RECORDS ->

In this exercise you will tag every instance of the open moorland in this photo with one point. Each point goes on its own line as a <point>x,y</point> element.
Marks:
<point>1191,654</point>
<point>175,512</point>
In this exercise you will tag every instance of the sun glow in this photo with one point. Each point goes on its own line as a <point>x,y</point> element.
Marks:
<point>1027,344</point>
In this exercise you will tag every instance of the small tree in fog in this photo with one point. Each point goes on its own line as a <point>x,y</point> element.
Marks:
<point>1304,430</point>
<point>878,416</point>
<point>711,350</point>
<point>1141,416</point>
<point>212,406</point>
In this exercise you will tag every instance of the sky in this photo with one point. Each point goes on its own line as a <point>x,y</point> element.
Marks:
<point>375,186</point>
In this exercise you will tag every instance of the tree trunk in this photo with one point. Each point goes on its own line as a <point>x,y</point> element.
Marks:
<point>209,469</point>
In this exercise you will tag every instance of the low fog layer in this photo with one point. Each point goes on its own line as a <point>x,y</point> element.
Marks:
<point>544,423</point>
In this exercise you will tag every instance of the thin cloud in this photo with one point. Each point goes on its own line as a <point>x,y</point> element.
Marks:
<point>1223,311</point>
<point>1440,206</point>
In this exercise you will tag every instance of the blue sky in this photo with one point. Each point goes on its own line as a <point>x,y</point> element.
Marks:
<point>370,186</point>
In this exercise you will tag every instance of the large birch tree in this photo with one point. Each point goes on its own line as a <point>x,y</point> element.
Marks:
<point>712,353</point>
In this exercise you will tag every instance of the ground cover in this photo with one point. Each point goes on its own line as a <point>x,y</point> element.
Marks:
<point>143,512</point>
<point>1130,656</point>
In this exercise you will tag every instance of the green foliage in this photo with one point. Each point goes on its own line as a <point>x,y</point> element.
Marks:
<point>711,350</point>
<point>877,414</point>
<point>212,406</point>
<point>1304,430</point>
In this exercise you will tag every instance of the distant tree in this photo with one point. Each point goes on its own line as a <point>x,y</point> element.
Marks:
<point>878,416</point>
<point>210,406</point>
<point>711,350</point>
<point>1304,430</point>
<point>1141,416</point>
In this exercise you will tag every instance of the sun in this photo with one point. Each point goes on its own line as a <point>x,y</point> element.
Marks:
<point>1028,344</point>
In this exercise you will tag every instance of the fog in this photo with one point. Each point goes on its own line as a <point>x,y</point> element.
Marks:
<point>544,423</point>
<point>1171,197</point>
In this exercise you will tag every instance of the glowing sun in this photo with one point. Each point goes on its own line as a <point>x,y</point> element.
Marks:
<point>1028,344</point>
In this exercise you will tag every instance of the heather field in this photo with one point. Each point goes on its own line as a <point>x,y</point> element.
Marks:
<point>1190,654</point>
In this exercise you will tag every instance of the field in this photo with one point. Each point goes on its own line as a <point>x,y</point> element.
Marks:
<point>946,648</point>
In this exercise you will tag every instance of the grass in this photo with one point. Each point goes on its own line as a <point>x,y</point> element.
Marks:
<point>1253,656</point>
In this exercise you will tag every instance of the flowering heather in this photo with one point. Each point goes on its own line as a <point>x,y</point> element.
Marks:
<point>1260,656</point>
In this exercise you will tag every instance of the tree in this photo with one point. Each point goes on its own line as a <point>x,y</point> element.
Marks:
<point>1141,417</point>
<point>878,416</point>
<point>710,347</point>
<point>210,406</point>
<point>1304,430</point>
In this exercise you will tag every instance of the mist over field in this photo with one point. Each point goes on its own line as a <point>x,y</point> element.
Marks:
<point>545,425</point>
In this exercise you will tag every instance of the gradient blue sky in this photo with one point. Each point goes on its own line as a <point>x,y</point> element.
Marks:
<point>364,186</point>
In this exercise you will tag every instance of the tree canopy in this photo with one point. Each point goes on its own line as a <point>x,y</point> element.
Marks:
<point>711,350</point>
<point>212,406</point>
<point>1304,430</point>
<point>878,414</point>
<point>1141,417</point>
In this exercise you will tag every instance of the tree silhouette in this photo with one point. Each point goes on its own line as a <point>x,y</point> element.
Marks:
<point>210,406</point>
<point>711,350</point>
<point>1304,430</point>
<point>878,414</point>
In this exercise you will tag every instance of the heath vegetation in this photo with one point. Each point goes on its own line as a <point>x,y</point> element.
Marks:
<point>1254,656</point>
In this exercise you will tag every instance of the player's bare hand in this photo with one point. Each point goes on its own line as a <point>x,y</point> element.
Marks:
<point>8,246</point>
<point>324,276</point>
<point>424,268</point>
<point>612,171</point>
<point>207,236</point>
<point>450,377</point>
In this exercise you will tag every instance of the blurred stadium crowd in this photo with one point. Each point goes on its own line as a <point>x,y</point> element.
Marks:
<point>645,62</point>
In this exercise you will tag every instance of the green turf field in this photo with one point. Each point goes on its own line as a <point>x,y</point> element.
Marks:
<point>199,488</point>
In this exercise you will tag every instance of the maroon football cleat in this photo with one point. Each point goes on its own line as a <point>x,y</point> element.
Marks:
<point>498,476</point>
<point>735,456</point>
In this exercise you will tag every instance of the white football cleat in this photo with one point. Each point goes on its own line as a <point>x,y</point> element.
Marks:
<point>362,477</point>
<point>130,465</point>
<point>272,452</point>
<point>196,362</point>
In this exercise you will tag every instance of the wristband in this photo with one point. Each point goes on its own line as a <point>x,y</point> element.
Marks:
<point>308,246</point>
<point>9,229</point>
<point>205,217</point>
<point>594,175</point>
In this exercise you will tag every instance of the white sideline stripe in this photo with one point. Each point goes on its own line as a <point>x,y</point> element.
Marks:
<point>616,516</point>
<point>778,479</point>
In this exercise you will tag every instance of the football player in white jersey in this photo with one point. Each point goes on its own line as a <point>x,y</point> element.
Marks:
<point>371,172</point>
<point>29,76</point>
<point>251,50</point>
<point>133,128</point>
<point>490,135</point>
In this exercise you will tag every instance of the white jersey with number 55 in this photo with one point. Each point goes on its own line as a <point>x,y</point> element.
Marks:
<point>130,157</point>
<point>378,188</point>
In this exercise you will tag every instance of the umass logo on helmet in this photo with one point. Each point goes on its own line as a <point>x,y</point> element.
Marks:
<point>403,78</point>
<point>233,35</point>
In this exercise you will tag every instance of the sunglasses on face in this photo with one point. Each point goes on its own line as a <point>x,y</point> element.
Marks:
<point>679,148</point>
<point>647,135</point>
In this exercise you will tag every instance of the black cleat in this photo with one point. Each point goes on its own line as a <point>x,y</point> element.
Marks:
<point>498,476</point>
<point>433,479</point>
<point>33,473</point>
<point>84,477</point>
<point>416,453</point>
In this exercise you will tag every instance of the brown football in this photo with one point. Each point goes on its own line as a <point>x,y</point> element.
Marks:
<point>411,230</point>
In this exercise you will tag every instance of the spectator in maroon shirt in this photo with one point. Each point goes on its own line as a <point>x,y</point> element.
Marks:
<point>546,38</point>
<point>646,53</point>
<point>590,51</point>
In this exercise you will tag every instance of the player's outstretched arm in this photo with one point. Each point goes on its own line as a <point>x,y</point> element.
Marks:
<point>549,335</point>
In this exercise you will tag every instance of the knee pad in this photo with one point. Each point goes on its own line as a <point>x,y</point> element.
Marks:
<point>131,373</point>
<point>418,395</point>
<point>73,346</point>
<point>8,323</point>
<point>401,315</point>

EXERCISE -> Lay out the stretch of records from the line containing "In this exercise you will tag every instance of the sky" through the line containing "<point>375,186</point>" as a two-column CSV with the headers instruction and points, one row per record. Put each field in quotation marks and replace any line breaks inside it with spaces.

SOLVED EXERCISE ->
instruction,points
"In this exercise you will tag every instance of the sky in this photo with one point. Each point goes on its own line as a <point>x,y</point> element. Marks:","<point>375,186</point>"